Stated problem:
Return verbatim the run of lines that opens with the line holding "line, e.g. [614,156]" and closes with the last line of the records.

Stored items:
>>

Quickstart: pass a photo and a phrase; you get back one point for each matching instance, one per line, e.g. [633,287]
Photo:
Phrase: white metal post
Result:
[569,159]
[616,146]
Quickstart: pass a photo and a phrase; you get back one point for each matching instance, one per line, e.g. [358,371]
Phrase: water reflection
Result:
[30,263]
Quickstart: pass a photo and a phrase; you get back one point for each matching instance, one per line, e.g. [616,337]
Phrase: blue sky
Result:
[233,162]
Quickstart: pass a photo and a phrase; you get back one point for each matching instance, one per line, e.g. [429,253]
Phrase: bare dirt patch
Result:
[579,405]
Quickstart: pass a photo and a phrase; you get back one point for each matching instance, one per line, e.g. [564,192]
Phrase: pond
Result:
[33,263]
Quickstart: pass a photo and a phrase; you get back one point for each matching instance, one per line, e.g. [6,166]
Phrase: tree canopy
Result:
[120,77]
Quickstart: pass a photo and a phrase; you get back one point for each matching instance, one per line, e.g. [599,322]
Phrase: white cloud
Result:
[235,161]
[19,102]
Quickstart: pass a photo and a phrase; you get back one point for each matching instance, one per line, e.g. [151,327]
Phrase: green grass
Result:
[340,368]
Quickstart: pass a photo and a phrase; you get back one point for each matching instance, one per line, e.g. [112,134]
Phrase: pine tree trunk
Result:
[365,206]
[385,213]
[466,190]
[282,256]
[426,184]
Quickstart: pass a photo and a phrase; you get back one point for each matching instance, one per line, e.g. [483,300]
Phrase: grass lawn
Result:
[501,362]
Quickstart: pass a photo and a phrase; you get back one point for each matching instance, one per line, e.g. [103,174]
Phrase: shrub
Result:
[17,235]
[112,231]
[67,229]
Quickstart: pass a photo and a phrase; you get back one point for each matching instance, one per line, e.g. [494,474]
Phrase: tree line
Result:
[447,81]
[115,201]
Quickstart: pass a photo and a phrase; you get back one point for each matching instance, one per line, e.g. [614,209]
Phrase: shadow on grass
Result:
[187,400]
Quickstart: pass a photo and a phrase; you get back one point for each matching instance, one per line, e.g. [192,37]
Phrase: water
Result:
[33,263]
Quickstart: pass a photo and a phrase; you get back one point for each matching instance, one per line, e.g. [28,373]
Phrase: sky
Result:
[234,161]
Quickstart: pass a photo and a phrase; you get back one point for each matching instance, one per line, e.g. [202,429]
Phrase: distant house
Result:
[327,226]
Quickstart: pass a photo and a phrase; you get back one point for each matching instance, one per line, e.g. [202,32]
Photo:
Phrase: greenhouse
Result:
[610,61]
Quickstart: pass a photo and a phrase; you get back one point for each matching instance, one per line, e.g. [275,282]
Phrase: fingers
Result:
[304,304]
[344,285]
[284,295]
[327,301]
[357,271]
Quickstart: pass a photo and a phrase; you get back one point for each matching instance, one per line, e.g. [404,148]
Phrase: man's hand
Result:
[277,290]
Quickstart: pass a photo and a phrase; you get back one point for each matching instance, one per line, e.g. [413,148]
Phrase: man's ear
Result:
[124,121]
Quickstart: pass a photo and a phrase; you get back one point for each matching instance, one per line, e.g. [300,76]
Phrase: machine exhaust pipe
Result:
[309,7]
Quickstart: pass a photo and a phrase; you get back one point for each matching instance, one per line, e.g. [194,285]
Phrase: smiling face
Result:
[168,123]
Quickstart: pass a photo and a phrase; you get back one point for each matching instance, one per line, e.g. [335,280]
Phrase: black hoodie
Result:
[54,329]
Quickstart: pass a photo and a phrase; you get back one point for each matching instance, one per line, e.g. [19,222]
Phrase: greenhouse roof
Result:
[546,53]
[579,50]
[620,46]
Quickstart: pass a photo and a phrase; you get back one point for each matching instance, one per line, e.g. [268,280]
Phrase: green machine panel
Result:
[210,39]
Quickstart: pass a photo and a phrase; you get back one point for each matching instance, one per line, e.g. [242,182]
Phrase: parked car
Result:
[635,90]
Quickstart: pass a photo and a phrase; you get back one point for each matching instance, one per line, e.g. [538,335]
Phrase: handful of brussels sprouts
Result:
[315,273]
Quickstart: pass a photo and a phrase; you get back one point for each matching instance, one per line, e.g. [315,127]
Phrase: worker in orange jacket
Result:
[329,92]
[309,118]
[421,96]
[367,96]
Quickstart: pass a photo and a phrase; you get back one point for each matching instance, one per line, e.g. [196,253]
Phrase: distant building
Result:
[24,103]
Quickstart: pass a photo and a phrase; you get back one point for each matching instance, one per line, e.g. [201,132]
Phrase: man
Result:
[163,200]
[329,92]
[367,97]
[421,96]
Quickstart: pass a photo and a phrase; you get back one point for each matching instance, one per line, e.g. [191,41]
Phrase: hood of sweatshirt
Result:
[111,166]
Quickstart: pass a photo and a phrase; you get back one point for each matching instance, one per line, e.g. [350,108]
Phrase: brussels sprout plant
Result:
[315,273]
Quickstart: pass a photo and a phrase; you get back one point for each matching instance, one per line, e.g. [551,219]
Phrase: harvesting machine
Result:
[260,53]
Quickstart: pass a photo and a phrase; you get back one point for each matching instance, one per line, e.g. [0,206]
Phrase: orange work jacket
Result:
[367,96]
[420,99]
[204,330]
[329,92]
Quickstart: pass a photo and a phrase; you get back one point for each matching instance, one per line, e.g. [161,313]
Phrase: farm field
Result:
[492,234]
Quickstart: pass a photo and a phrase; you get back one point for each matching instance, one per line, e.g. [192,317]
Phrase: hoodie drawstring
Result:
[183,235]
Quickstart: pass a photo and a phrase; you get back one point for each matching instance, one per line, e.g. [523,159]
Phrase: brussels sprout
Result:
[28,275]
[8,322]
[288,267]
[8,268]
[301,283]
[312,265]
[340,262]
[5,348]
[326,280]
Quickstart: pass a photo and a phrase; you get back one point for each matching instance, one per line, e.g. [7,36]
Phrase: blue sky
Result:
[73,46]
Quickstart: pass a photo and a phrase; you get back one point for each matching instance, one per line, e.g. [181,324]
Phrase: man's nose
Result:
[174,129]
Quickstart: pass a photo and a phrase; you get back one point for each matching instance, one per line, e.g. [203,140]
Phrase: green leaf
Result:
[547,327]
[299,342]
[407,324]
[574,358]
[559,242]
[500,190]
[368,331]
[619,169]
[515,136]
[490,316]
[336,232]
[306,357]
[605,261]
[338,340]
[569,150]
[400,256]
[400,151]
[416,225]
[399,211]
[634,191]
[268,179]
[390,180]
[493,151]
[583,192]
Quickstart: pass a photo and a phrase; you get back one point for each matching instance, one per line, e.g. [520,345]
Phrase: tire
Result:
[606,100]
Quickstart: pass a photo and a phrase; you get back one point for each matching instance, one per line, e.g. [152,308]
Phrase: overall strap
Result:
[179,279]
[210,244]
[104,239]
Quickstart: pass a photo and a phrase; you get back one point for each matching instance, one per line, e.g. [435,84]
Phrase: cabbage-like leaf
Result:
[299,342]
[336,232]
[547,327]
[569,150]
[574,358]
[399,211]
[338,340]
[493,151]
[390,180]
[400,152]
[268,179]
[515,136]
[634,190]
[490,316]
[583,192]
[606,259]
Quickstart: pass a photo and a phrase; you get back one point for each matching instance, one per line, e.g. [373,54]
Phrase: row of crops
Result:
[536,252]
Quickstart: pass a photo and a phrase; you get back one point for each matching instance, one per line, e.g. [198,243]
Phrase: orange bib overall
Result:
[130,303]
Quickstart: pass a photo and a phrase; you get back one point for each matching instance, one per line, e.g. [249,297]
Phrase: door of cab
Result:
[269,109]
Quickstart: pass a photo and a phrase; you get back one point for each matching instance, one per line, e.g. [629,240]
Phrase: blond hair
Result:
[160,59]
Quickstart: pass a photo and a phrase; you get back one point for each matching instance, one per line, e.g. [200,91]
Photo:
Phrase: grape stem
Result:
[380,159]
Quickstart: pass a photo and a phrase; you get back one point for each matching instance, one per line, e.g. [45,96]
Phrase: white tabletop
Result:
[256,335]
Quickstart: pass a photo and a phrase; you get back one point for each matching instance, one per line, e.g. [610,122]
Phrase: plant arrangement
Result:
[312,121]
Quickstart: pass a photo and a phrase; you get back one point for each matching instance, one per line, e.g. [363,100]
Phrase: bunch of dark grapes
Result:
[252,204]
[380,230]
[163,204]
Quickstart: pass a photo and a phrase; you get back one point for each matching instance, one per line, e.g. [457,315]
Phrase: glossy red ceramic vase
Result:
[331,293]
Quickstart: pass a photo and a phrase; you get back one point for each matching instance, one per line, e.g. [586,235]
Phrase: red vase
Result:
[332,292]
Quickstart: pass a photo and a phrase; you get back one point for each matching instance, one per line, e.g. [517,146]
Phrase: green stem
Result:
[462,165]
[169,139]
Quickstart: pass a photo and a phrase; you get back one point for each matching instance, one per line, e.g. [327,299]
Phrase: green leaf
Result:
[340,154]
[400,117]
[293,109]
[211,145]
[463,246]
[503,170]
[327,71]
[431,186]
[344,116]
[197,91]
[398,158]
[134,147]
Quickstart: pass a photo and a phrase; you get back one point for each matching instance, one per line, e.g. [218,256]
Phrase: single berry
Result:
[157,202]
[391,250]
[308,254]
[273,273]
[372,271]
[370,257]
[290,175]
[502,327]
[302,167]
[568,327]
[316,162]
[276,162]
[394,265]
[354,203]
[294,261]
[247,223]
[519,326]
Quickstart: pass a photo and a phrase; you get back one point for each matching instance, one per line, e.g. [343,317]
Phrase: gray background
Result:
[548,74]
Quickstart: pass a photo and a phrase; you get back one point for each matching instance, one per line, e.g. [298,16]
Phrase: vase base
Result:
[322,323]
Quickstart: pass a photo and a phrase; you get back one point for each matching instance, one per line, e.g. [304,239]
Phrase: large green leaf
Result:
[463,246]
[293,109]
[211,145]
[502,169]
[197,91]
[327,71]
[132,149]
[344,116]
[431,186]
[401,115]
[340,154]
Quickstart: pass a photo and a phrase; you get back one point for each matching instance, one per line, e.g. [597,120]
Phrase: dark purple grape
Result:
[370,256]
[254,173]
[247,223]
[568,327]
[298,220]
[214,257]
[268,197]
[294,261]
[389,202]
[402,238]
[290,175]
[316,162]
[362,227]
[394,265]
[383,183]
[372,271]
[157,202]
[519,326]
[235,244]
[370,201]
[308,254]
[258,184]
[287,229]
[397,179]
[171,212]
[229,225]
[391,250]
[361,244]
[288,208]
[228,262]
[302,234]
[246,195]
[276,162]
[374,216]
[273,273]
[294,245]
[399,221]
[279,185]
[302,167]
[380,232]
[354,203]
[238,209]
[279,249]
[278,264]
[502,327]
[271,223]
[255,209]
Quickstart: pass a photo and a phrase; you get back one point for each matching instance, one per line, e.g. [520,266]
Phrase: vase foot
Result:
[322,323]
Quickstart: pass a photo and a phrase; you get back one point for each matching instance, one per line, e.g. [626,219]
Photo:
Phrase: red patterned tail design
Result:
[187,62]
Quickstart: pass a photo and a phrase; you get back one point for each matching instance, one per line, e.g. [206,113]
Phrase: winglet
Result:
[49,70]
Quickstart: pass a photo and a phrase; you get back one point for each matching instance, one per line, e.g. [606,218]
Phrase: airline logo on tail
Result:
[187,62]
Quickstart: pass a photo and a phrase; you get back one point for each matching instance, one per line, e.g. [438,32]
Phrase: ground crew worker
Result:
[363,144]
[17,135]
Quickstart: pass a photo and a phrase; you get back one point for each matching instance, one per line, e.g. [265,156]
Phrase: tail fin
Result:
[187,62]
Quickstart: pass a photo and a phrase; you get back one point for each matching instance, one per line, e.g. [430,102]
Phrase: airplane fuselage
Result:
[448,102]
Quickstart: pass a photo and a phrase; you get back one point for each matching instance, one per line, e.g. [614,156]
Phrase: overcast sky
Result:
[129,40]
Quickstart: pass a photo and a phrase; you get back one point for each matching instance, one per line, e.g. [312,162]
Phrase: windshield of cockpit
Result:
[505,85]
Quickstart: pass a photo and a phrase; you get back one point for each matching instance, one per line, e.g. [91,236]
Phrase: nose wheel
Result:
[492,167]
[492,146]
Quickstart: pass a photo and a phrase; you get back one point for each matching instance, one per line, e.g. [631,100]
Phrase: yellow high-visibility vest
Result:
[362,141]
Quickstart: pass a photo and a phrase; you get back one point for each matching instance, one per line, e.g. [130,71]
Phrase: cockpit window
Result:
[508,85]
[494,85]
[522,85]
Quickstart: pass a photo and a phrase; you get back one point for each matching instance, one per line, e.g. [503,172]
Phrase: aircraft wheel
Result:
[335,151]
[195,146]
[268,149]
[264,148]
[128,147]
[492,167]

<<

Task answer:
Quickstart: pass a photo and a phrase; you get back one point for each matching instance, one per line, e.g. [614,156]
Phrase: overcast sky
Result:
[129,40]
Quickstart: pass a photo and a phrase; you get back one point for each matching instance, one per line, e.g. [312,162]
Phrase: windshield of cockpit
Result:
[505,85]
Quickstart: pass a photo and a phrase; you get back one point for each matching instance, one per line, e.g. [91,236]
Phrase: nose wheel
Result:
[492,167]
[492,146]
Quickstart: pass a photo and a phrase; you get back one point for each matching instance, one per line, e.g. [631,100]
Phrase: yellow high-visibility vest
Result:
[362,141]
Quickstart: pass a photo and a phrase; you get back one point for each matching instance, one per line, e.g. [130,71]
Phrase: cockpit window
Result:
[508,85]
[494,85]
[522,85]
Quickstart: pass a photo and a phrase; you get back one point for each matching instance, one per line, e.g. [503,172]
Phrase: aircraft wheel
Result:
[335,151]
[195,146]
[268,149]
[264,148]
[128,147]
[492,167]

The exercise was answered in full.